** ASSIGNMENT **
Do any lines in the data below contain "feather"? If so, copy every one of them.

(Point localization data)
•••••

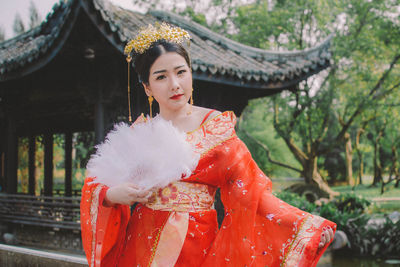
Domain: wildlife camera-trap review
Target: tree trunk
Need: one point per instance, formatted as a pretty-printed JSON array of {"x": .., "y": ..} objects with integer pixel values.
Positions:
[
  {"x": 377, "y": 165},
  {"x": 312, "y": 176},
  {"x": 349, "y": 159},
  {"x": 361, "y": 167}
]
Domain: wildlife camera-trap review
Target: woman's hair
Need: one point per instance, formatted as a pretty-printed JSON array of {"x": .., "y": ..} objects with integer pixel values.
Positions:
[{"x": 143, "y": 62}]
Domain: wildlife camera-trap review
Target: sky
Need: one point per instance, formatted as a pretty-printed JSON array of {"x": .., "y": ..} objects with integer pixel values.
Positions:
[{"x": 9, "y": 8}]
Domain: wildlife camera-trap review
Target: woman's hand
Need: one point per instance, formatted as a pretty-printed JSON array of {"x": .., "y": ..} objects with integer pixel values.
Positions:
[
  {"x": 125, "y": 194},
  {"x": 326, "y": 236}
]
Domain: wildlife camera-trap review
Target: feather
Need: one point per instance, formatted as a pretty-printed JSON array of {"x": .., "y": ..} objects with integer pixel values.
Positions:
[{"x": 150, "y": 155}]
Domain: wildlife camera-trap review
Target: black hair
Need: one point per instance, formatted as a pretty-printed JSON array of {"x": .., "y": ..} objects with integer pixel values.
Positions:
[{"x": 143, "y": 62}]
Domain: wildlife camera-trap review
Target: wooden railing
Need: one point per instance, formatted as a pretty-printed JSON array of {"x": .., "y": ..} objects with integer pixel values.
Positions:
[{"x": 55, "y": 212}]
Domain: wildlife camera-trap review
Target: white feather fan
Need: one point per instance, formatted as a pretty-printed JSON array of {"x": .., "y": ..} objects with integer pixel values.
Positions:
[{"x": 150, "y": 154}]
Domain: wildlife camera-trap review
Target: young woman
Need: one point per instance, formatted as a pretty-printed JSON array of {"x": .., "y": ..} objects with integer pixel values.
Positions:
[{"x": 176, "y": 225}]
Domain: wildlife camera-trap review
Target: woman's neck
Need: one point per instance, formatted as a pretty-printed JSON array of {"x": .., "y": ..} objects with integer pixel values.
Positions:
[{"x": 175, "y": 115}]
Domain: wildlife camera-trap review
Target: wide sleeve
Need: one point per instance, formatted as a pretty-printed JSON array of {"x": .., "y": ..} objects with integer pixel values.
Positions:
[
  {"x": 103, "y": 228},
  {"x": 258, "y": 228}
]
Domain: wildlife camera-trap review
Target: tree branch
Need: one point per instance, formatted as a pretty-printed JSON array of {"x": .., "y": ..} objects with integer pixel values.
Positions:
[{"x": 263, "y": 146}]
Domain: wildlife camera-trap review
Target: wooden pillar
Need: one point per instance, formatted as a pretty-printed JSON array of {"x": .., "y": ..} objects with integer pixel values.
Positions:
[
  {"x": 68, "y": 164},
  {"x": 99, "y": 118},
  {"x": 3, "y": 146},
  {"x": 31, "y": 165},
  {"x": 11, "y": 157},
  {"x": 48, "y": 164}
]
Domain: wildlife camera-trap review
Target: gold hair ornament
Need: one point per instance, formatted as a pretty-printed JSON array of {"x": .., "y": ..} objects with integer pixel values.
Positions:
[
  {"x": 147, "y": 36},
  {"x": 150, "y": 105}
]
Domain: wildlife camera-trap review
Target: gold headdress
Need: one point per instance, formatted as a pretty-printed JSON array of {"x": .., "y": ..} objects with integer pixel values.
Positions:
[
  {"x": 151, "y": 34},
  {"x": 146, "y": 37}
]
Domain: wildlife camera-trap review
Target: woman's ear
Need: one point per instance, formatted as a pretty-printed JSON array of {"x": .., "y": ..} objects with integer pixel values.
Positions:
[{"x": 147, "y": 89}]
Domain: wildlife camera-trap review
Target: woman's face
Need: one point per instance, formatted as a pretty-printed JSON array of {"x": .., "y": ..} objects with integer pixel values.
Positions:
[{"x": 170, "y": 82}]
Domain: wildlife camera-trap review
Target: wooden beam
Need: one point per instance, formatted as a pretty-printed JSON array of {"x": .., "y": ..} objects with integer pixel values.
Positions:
[
  {"x": 99, "y": 118},
  {"x": 11, "y": 157},
  {"x": 31, "y": 164},
  {"x": 68, "y": 164},
  {"x": 48, "y": 164}
]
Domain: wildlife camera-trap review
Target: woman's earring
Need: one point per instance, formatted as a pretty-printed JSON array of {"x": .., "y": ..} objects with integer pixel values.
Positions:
[{"x": 150, "y": 103}]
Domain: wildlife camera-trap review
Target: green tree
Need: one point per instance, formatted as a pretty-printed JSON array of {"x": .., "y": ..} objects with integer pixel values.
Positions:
[
  {"x": 18, "y": 25},
  {"x": 318, "y": 115},
  {"x": 34, "y": 17}
]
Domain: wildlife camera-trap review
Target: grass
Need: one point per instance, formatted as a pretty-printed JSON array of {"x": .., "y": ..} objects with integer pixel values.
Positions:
[
  {"x": 365, "y": 191},
  {"x": 369, "y": 192}
]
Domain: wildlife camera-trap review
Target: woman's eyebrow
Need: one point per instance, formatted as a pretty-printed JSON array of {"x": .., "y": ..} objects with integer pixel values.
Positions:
[{"x": 160, "y": 71}]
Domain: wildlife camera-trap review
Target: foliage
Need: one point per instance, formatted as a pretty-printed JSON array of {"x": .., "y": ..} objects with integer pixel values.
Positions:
[
  {"x": 297, "y": 201},
  {"x": 255, "y": 120},
  {"x": 34, "y": 17},
  {"x": 2, "y": 34},
  {"x": 18, "y": 25}
]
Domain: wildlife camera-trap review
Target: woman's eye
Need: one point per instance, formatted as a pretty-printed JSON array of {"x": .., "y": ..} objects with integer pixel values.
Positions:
[{"x": 181, "y": 71}]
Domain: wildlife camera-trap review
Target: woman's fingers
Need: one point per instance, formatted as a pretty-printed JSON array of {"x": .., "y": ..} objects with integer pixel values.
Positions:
[{"x": 326, "y": 236}]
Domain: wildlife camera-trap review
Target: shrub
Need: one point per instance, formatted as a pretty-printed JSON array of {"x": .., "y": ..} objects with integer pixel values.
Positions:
[{"x": 367, "y": 235}]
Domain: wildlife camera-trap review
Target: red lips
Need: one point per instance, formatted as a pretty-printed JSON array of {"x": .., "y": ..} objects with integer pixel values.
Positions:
[{"x": 174, "y": 97}]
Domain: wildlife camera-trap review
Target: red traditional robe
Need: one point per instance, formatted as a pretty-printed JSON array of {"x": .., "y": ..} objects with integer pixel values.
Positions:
[{"x": 178, "y": 227}]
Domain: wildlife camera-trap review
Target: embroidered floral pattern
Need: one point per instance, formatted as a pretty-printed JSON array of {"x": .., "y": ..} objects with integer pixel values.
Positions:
[
  {"x": 168, "y": 193},
  {"x": 182, "y": 196},
  {"x": 302, "y": 237},
  {"x": 213, "y": 132}
]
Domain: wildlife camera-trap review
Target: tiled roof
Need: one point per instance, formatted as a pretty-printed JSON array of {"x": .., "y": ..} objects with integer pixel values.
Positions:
[{"x": 211, "y": 53}]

•••••

** SOLVED PROBLEM **
Target: feather
Target: white feather fan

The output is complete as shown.